**Stated goal:**
Copy the items below word for word, from the line with "Exercise. Point to every instance of the man" through the last line.

━━━━━━━━━━━━━━━━

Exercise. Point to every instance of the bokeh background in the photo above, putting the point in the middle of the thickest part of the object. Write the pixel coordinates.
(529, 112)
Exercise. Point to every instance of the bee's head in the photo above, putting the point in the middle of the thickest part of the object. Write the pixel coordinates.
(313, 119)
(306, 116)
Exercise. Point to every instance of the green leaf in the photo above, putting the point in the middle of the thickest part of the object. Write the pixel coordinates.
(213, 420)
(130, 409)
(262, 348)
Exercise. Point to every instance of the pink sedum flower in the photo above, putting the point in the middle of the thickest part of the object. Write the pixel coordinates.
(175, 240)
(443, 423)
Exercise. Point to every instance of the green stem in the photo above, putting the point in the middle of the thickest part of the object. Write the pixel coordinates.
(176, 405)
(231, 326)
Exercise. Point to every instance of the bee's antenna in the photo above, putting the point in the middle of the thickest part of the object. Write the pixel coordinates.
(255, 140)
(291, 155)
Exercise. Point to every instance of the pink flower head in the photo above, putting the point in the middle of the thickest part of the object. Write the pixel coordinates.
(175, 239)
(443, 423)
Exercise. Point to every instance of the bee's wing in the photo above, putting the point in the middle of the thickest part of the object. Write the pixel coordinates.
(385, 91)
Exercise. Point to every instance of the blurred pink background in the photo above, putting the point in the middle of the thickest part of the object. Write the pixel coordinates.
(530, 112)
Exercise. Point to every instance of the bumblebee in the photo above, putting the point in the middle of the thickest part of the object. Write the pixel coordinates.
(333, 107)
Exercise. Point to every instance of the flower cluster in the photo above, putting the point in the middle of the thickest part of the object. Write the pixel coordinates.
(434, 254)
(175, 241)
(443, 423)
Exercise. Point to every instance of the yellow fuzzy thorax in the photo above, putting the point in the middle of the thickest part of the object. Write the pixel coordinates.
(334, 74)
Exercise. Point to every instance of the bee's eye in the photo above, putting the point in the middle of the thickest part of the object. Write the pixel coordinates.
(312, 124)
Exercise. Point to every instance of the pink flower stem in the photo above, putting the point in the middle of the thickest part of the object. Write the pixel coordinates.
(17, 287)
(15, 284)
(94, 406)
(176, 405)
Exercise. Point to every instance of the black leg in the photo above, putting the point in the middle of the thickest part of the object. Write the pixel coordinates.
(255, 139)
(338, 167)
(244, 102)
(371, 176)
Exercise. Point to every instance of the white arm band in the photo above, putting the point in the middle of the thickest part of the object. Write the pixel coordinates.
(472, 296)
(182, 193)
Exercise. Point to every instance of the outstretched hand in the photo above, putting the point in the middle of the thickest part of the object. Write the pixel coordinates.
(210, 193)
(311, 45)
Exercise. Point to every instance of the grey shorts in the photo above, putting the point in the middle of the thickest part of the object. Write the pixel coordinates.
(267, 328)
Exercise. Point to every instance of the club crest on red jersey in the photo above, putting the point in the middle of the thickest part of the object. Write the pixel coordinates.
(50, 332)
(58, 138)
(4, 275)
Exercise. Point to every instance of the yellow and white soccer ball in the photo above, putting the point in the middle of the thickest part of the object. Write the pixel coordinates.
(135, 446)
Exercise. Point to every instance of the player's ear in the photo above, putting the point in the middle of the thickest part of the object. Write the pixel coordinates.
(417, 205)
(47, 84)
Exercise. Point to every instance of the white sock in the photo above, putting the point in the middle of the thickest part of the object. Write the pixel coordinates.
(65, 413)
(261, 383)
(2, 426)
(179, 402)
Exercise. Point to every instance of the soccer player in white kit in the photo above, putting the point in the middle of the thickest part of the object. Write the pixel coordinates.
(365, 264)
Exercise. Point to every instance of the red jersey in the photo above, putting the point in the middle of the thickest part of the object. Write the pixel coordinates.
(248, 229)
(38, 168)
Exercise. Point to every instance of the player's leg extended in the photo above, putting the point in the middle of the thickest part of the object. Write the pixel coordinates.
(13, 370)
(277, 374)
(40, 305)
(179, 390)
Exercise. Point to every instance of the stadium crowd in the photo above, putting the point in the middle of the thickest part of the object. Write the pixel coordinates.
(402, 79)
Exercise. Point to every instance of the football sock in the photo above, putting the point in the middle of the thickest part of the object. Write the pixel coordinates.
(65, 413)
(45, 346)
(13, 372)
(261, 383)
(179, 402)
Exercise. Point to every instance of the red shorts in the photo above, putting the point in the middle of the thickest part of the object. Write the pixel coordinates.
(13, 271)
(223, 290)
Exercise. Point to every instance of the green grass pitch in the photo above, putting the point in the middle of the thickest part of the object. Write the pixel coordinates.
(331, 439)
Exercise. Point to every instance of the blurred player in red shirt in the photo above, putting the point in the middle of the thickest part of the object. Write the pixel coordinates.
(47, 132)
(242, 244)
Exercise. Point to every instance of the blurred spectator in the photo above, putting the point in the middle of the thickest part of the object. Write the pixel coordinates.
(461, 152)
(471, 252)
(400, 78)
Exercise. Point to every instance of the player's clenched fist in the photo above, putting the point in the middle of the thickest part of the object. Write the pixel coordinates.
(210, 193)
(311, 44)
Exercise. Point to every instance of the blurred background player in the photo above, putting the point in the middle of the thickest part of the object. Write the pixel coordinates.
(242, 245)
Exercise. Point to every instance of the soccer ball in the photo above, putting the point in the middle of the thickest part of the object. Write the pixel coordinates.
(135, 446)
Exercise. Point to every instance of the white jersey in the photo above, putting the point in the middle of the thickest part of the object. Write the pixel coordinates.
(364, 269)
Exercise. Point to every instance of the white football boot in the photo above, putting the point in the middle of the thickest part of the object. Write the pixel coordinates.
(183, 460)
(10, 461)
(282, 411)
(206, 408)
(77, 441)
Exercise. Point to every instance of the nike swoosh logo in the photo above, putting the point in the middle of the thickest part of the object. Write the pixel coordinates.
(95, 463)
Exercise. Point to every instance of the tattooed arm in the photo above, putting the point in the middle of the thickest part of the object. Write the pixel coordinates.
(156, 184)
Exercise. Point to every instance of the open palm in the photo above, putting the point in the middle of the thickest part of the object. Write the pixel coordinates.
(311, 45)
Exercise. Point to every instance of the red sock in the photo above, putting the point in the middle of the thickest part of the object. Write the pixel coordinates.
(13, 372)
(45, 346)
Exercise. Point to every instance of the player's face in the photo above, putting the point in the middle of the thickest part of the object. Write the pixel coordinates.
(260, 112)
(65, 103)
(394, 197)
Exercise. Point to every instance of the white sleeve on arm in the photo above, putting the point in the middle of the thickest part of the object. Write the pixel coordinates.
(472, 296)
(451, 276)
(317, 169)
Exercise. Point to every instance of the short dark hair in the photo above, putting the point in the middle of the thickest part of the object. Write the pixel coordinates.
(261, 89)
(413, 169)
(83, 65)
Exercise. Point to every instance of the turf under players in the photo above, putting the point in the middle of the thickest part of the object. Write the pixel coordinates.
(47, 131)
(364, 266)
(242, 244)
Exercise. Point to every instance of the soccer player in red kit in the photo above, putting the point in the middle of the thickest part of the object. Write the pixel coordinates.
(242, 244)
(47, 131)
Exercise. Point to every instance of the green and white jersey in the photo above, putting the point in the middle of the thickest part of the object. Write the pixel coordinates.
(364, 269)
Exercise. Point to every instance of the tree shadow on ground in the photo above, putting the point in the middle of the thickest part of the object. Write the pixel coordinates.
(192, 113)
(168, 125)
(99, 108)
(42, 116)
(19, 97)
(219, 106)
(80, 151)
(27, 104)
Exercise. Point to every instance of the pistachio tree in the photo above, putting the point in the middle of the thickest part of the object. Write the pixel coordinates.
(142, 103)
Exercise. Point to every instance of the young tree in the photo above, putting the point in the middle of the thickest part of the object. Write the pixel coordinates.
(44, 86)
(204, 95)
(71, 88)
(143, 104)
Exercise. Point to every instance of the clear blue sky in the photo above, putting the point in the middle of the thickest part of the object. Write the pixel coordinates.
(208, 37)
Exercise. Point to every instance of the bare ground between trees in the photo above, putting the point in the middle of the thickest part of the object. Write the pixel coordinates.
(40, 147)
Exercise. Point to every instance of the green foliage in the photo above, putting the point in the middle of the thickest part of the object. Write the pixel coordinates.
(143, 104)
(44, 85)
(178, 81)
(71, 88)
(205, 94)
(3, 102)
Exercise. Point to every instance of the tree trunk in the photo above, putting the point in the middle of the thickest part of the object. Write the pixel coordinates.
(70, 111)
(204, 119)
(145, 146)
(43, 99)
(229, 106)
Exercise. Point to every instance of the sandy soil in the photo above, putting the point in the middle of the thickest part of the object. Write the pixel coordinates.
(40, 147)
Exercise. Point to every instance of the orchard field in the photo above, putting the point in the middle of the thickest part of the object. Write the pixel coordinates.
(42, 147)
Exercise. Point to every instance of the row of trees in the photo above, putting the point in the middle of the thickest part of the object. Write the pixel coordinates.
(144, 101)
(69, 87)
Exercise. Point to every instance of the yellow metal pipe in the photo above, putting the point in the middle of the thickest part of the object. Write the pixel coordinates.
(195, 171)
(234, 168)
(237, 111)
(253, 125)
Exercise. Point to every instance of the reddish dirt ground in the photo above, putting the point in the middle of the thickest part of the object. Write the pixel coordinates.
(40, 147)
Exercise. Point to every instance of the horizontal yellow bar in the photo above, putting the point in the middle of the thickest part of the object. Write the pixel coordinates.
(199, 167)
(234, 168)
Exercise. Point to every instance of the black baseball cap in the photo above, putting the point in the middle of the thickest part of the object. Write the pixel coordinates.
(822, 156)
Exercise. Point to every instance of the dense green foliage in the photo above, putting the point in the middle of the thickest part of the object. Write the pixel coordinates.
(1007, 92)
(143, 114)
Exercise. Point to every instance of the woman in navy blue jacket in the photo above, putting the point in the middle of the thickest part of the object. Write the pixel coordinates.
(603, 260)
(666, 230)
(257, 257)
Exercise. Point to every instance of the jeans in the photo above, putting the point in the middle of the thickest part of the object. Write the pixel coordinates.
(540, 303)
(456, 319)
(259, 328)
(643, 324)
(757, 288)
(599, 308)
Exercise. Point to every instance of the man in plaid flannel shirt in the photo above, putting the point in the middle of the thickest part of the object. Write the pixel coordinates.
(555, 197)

━━━━━━━━━━━━━━━━

**Solution for this task:**
Exercise. Point to every instance of the man in plaid flannel shirt in the photo above, putting the point in the middle of the thickest part of the object. Write the pixel coordinates.
(555, 197)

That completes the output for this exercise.